## What you need to do
**A)** Summarize the article on Charitable Man in two sentences.
**B)** In the article on Charitable Man, what injury did McLaughlin discover in the colt two weeks after the Futurity?

## Supplied passage
+++

When Charitable Man goes to post in the $750,000 Toyota Blue Grass Stakes (gr. I) on April 11, it will be his first race in nearly seven months. In his more than 20 years of training, Kiaran McLaughlin cannot remember a time when he entered a horse in a tougher spot.
“It’s a very, very tough task to ask a horse to win a grade I off a seven-month layoff, especially a 3-year-old,” said McLaughlin. “The closest thing I can think of is when we put Invasor in the Breeders’ Cup (Classic, in 2006) off a 90 or 100 day layoff. That was asking a lot, but he was more accomplished. And, he won.
“Ideally, we would have found a seven-furlong, non-winners of two for (Charitable Man), but this is what we were left with. We could have run him on April 4, but (the Keeneland Polytrack) is a kind surface. We felt like this was a good spot.
“But the main thing is, we wouldn’t have put him in here if we didn’t think he was a very special horse.”
McLaughlin’s high praise of Charitable Man, who is owned by Mr. and Mrs. William K. Warren Jr., is based on what he saw as a 2-year-old. The son of Lemon Drop Kid
--Charitabledonation, by Saint Ballado was undefeated in two starts – both of them in impressive fashion. A $200,000 yearling, Charitable Man broke his maiden in August at Saratoga by 11 1/2 lengths going 6 1/2 furlongs and one month later he came from off the pace to take the $250,000 Futurity Stakes (gr. II) at Belmont Park by a length.
Those victories should have set Charitable Man up to be one of the early Kentucky Derby Presented by Yum Brands (gr. I) favorites when 2009 began, but two weeks after the Futurity, McLaughlin discovered the colt had a saucer fracture in his shin. The injury required surgery and a screw was inserted in his leg.
“The screw came out on Dec. 1 and we sent him to Ocala,” McLaughlin said. “We put him the water in an Aqua-ciser and it seemed to really help. When he got on the track at the end of January, Ian Brennan worked with him and did a great job. Surprisingly, he was quite fit when he came back and he started training right away. He didn’t show any signs of being tired.”
During the past month, Charitable Man’s works at Palm Meadows have been exceptional, which prompted McLaughlin to start thinking about the Kentucky Derby once again. With $150,000 in graded earnings, the dark bay colt is already on the fringes of having enough money to gain a berth in the first leg of the Triple Crown, and even a fourth-place finish in the Blue Grass would get him in.
“He’s training very well and has trained well on the synthetic at OBS,” McLaughlin said. “But it seems like they all train well over it. We won’t know until the race. I expect him to be forwardly-placed (Alan Garcia will ride) and lay just off of Join in the Dance, who looks like the speed.
“If he runs well, we’ll go to the Derby. If not, we’ll find another plan. But we’re not just running in this race just so we can have a horse in the Derby. We’re using this as a real prep race. He’s a top horse.”
Charitable Man was bred in Virginia by Edward Evans, who is also the owner-breeder of top Derby contender Quality Road – winner of the Florida Derby (gr. I) last month. Charitable Man is the 4-1 third choice on the morning-line.

+++

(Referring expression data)
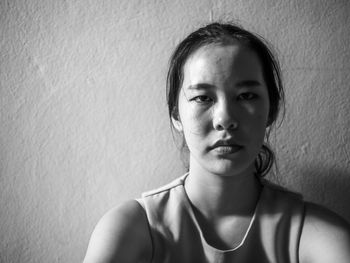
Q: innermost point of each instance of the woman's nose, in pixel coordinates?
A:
(224, 118)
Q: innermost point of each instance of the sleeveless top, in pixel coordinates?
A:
(273, 235)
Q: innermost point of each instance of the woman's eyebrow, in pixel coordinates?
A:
(248, 83)
(200, 86)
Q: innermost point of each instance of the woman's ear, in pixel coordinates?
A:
(177, 123)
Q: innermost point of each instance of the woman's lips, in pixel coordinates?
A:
(227, 149)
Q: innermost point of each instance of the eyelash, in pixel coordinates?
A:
(247, 96)
(202, 99)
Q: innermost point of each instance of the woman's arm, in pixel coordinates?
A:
(325, 237)
(121, 236)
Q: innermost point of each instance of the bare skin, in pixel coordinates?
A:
(232, 105)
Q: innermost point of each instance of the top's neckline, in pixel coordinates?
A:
(187, 202)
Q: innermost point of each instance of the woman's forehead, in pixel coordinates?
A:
(223, 61)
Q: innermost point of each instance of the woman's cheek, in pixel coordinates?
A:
(198, 122)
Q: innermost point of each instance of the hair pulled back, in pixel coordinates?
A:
(219, 33)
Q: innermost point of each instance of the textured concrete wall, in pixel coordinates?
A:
(83, 116)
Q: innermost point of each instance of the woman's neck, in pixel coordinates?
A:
(218, 196)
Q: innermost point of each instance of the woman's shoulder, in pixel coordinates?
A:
(325, 236)
(121, 235)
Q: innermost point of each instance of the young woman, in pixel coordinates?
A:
(224, 94)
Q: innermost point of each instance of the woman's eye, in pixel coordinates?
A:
(202, 99)
(247, 96)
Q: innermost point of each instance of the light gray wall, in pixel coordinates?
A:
(83, 116)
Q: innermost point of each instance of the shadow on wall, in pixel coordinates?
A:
(327, 186)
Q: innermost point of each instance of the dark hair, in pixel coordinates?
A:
(218, 33)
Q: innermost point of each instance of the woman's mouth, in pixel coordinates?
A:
(227, 149)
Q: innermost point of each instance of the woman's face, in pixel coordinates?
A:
(223, 109)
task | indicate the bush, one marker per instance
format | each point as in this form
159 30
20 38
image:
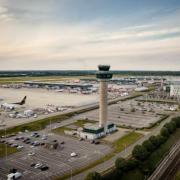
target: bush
177 121
164 132
170 126
148 145
139 152
93 176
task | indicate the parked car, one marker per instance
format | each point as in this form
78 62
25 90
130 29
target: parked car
38 165
20 147
13 176
44 168
73 154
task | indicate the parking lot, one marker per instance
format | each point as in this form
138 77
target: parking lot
58 160
129 113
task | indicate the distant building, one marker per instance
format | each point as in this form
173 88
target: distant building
94 131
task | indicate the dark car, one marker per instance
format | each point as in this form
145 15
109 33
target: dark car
13 170
97 142
44 168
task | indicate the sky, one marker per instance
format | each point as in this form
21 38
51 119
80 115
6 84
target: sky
80 34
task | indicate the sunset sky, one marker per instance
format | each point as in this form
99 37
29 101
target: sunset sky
80 34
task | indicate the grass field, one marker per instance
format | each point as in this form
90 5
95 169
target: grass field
10 150
125 141
7 80
78 123
154 159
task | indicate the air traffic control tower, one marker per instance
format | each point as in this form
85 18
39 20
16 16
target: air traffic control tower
103 75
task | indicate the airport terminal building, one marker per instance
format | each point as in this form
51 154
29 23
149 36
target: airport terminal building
175 89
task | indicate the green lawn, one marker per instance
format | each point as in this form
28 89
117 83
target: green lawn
153 161
10 150
125 141
78 123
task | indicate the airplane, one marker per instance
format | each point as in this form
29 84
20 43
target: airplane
12 106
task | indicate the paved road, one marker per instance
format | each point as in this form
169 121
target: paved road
110 163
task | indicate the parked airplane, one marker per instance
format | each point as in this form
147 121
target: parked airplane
12 106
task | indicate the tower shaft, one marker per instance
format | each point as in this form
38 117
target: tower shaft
103 104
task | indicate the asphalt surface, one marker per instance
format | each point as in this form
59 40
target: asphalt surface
125 153
59 161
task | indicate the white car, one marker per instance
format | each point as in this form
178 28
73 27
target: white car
73 154
13 176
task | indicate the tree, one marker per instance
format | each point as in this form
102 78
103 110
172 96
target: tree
161 139
148 145
93 176
120 164
170 126
164 132
177 121
131 164
139 152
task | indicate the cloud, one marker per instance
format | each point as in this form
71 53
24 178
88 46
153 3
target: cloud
33 37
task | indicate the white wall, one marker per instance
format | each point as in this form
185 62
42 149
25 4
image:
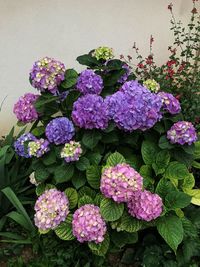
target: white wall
64 29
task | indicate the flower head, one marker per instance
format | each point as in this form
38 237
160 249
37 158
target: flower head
89 82
103 52
19 144
60 131
71 151
170 103
134 107
38 148
88 224
24 108
182 132
145 206
120 182
152 85
47 74
51 208
89 112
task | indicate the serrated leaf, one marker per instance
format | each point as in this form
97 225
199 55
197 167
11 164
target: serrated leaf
72 196
110 210
176 170
171 229
93 174
149 151
114 159
101 248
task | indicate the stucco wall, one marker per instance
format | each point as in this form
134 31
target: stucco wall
64 29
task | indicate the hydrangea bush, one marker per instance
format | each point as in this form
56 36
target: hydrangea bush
109 156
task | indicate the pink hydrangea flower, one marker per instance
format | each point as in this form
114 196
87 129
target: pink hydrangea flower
88 224
120 182
145 205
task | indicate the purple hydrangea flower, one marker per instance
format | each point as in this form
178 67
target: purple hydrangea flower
90 111
134 107
88 224
145 206
38 148
20 146
170 103
51 208
120 182
47 74
89 82
124 77
182 132
71 151
24 108
60 131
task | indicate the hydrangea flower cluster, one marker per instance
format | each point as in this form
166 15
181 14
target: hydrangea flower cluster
103 52
24 108
19 144
89 112
120 182
170 103
152 85
88 224
71 151
89 82
182 132
38 148
134 107
124 77
145 206
60 130
51 208
47 74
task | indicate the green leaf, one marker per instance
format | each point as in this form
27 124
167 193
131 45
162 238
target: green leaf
164 143
149 151
64 230
174 200
110 210
72 196
176 170
114 159
70 78
93 174
129 224
171 229
101 248
91 139
63 173
85 200
82 164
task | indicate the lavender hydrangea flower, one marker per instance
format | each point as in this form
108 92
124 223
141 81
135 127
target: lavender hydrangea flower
124 77
60 131
134 107
145 206
24 108
71 151
20 146
90 111
88 224
38 148
47 74
120 182
182 132
103 52
51 208
152 85
89 82
170 103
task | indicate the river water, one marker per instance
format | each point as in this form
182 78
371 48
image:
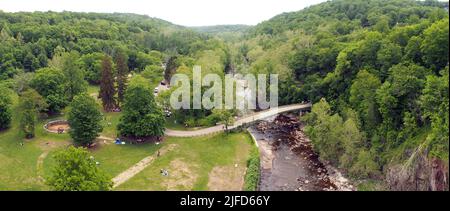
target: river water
288 162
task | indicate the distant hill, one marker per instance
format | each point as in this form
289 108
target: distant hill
213 30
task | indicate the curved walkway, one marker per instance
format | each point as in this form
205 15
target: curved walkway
243 120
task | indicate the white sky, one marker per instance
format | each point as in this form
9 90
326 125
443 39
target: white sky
182 12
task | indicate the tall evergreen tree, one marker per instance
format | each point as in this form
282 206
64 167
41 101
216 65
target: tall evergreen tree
30 103
75 83
84 120
107 90
122 72
142 117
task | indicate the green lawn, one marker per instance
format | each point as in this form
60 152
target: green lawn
24 167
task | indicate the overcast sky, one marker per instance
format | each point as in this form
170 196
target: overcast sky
182 12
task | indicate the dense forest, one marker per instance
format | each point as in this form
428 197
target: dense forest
376 72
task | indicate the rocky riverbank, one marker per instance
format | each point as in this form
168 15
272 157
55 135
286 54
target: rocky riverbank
288 161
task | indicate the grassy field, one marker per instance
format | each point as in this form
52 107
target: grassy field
206 163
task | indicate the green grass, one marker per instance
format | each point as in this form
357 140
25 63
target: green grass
200 155
372 185
171 124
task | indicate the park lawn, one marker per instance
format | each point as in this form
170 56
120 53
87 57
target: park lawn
191 161
115 159
19 166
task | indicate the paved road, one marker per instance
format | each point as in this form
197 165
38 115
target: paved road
243 120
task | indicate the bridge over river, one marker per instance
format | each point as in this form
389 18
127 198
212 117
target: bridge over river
239 122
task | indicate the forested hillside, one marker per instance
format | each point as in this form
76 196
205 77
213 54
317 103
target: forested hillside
377 73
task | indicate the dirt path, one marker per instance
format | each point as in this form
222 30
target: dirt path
138 167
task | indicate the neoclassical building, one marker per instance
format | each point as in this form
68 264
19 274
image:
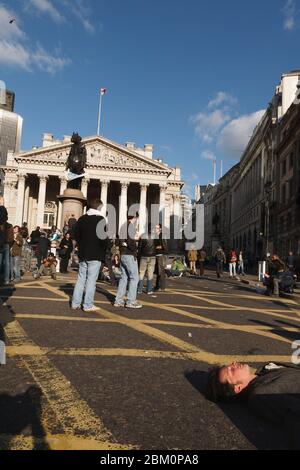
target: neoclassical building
121 175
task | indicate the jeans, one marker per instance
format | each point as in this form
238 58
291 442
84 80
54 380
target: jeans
146 264
88 273
241 268
201 266
161 273
129 274
16 268
219 268
5 263
232 269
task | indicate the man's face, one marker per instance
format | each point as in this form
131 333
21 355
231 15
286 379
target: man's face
236 374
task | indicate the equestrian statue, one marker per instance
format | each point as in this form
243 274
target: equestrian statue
76 162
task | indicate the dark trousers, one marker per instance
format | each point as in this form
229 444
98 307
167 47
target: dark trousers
63 267
219 266
40 257
201 266
161 274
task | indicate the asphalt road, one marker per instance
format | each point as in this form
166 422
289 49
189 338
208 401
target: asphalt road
135 379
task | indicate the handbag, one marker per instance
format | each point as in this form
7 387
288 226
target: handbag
62 252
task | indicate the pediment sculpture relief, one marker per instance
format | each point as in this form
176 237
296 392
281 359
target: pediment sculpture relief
102 156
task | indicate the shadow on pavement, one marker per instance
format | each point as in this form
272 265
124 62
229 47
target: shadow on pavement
22 414
261 434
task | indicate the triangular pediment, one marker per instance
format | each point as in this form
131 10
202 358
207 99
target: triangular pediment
100 152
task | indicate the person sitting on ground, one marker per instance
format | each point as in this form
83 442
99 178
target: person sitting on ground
48 266
276 268
71 225
272 392
177 268
290 261
35 236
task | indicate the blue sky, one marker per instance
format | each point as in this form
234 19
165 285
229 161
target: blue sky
191 77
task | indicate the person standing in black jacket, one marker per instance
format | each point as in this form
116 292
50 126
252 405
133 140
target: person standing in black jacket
161 249
129 267
65 250
42 248
147 254
91 252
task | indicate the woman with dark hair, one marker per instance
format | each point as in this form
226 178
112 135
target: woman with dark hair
65 250
16 254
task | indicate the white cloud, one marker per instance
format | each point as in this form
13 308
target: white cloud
14 54
289 13
15 50
208 155
207 125
222 97
46 7
236 134
7 30
82 12
47 62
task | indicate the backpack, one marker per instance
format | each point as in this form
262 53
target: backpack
219 255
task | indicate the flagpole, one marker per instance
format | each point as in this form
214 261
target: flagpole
99 114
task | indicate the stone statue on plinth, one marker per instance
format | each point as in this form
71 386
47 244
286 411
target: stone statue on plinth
76 162
72 199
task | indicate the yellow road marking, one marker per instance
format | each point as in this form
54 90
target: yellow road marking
73 414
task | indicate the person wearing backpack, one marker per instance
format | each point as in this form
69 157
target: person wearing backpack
6 241
232 263
220 259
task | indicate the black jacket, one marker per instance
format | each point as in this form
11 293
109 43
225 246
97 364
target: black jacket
161 246
65 252
90 247
128 246
146 247
43 245
275 396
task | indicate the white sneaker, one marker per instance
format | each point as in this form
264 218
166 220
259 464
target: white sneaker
134 305
91 309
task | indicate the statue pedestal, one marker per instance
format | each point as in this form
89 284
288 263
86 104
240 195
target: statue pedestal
73 202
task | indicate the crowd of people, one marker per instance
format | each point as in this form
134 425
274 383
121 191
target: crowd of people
126 260
125 263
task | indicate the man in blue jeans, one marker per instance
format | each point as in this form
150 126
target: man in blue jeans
91 251
129 267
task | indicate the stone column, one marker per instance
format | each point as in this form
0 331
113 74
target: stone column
123 205
20 199
177 212
84 190
63 186
84 186
143 208
7 190
162 203
26 204
103 197
41 200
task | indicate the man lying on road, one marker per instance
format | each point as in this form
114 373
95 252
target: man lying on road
272 392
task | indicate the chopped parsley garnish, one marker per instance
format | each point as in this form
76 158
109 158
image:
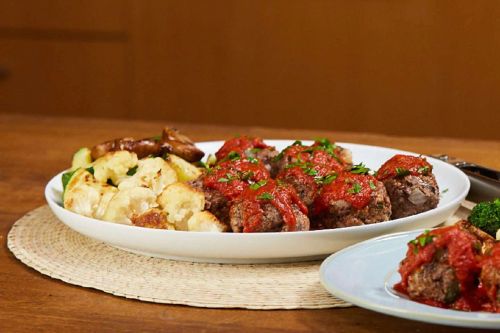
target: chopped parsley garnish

+++

## Responses by task
**A)** Charitable Man won both of his starts as a 2-year-old, including the Futurity Stakes at Belmont Park, and after surgery for a saucer fracture in his shin he will make his first start in nearly seven months in the Toyota Blue Grass Stakes on April 11. Trainer Kiaran McLaughlin calls it a very tough task but says the colt is training very well, and if he runs well he will go to the Kentucky Derby.

**B)** A saucer fracture in his shin.